↓

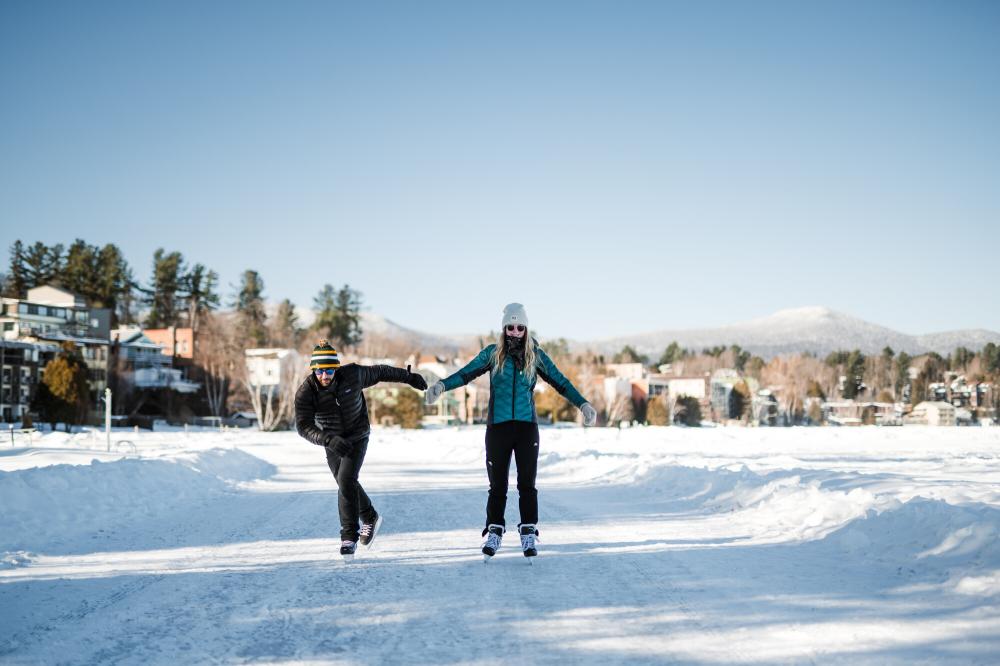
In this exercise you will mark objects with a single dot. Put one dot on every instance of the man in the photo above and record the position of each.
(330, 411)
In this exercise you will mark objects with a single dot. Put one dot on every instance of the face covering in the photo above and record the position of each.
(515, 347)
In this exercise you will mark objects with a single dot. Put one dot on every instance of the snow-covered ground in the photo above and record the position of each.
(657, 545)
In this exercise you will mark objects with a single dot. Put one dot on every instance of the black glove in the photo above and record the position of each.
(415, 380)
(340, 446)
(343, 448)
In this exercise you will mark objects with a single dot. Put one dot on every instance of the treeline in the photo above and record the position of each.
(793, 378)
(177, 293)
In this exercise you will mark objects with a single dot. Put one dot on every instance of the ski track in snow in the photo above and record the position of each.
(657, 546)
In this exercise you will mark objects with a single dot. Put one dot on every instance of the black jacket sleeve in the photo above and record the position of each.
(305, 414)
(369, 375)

↑
↓

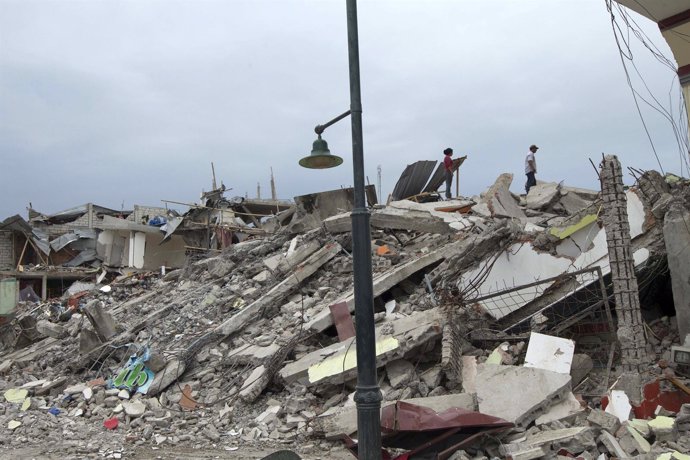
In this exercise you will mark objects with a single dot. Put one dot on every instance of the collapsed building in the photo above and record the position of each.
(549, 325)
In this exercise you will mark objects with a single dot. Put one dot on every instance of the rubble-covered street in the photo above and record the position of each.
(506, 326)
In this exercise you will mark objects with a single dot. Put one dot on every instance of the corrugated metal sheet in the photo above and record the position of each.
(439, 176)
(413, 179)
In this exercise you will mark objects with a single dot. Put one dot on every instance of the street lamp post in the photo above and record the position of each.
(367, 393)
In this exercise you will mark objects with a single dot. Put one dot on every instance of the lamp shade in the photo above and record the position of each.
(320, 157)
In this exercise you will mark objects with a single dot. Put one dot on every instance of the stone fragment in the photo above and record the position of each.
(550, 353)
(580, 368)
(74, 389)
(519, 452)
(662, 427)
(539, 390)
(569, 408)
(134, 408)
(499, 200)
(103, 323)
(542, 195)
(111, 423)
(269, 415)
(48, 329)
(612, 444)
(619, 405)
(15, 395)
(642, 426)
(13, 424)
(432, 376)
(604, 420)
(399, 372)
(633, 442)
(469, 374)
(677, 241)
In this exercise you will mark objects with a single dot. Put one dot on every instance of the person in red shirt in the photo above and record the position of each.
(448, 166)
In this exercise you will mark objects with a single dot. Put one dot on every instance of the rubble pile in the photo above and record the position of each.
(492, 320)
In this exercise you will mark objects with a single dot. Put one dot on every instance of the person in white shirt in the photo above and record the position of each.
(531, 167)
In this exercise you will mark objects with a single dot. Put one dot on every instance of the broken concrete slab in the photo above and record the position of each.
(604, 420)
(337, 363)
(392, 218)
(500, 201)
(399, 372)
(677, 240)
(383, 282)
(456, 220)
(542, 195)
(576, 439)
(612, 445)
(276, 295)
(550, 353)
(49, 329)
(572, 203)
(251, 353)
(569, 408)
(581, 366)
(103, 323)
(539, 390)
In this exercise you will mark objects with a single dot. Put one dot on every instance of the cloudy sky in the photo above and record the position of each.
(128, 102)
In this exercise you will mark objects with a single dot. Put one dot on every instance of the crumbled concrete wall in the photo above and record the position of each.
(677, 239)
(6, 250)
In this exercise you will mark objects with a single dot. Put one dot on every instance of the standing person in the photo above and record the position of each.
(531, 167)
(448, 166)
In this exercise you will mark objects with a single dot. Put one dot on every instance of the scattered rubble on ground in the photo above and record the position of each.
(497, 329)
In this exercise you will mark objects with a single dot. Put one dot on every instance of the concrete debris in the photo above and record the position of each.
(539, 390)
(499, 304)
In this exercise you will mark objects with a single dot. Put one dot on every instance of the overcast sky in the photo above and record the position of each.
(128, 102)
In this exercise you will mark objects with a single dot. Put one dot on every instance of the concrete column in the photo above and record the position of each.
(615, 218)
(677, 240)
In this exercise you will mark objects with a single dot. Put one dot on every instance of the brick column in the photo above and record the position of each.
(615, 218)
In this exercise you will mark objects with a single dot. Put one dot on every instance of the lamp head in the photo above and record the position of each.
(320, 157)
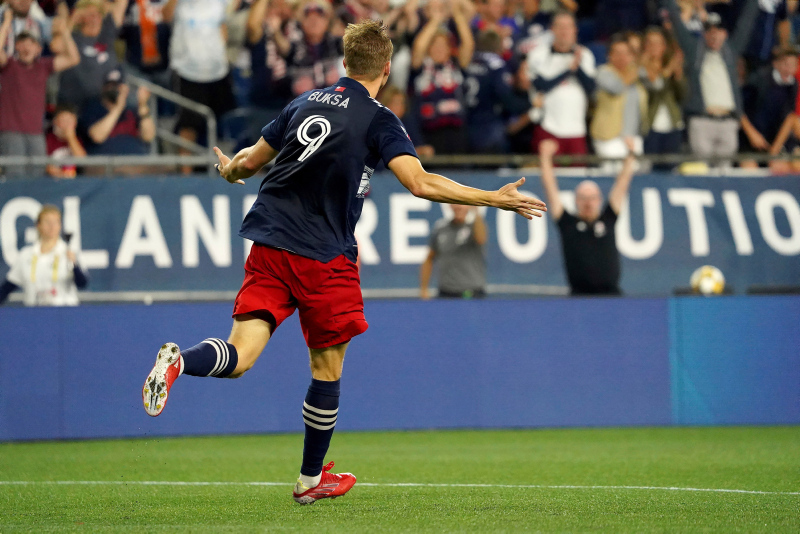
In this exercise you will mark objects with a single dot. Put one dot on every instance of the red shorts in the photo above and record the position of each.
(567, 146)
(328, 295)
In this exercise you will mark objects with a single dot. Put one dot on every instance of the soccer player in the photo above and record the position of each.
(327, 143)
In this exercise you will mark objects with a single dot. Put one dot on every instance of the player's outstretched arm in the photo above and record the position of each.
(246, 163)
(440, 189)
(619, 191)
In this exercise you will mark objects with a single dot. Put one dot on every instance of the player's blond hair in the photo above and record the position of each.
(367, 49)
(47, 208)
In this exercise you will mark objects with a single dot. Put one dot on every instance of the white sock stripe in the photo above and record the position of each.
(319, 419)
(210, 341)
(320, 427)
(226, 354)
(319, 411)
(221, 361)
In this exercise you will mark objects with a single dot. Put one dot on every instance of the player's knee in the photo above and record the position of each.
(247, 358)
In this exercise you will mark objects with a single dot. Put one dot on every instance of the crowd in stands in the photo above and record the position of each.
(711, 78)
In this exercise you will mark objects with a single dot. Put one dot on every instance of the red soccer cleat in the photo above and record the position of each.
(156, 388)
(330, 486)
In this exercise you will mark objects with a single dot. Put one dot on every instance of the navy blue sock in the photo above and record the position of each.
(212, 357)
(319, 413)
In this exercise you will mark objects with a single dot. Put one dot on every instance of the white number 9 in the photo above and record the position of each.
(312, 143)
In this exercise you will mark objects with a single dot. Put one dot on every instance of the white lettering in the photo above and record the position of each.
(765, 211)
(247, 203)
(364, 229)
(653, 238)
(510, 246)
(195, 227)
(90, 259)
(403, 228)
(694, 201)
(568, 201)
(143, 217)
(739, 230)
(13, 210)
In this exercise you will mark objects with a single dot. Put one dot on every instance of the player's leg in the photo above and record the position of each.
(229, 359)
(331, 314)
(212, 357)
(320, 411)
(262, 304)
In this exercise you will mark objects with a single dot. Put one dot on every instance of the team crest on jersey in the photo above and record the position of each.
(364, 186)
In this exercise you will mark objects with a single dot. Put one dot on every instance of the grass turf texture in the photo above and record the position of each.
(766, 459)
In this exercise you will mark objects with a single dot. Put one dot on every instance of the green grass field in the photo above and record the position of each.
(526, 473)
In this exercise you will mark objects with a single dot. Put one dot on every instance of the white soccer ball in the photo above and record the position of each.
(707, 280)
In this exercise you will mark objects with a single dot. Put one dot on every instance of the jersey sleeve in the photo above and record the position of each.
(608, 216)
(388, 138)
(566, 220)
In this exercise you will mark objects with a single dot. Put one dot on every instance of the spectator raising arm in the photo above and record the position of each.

↑
↓

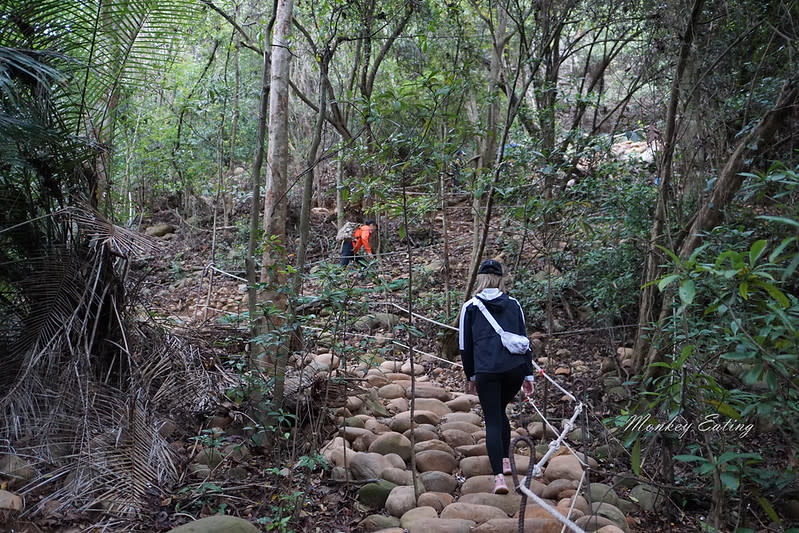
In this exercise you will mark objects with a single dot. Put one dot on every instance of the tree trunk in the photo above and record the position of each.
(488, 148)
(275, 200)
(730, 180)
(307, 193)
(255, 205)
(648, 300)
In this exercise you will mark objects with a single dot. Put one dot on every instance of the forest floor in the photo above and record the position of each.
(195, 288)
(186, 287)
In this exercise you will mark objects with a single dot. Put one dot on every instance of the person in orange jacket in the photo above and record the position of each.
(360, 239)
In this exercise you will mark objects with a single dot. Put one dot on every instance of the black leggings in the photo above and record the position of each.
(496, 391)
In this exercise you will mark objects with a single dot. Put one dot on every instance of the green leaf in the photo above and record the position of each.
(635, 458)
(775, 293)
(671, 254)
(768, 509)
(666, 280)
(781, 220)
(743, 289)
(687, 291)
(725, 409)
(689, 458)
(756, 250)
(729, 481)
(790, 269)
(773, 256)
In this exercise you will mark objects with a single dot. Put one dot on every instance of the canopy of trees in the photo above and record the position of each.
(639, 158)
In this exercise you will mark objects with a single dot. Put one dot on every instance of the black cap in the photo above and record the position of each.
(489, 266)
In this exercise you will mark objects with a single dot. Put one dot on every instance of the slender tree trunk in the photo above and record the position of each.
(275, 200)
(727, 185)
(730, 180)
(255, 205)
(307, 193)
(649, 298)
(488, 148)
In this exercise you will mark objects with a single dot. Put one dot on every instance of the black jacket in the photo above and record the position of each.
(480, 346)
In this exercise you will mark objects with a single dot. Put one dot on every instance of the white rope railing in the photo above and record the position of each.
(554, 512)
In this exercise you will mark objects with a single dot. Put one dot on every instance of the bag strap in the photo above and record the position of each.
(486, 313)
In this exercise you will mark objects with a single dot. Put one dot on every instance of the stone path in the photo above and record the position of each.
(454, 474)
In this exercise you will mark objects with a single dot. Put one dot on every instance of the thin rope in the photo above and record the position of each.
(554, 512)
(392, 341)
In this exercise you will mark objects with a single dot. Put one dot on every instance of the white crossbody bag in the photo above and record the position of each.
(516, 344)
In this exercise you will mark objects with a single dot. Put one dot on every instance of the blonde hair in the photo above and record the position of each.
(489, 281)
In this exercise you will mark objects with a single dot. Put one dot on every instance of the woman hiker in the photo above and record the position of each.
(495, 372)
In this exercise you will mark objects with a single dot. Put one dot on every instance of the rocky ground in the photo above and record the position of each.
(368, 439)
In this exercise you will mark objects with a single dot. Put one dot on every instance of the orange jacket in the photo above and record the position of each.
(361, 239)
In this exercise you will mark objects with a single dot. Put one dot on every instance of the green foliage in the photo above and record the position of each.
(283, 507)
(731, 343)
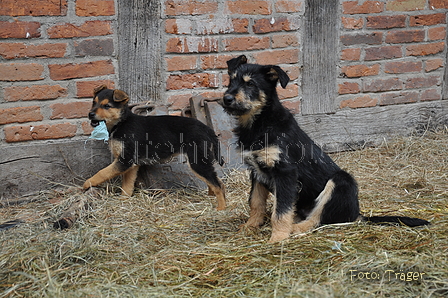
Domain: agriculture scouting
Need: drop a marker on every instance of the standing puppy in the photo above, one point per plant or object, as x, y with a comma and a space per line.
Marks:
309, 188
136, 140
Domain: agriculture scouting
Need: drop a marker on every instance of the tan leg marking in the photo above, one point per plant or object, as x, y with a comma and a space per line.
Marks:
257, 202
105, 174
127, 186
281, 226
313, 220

↑

### Stated problem:
Return every line above that contains the string "snow". Case counts.

### Response:
In this exercise you will mark objects with a single dot. Put one dot on every instance of the snow-covered ground in the photo above and record the position of each.
In this exercise you will mark objects with a single dot. Put one dot on every instance of the ski track in snow in the photo above and record the position of each.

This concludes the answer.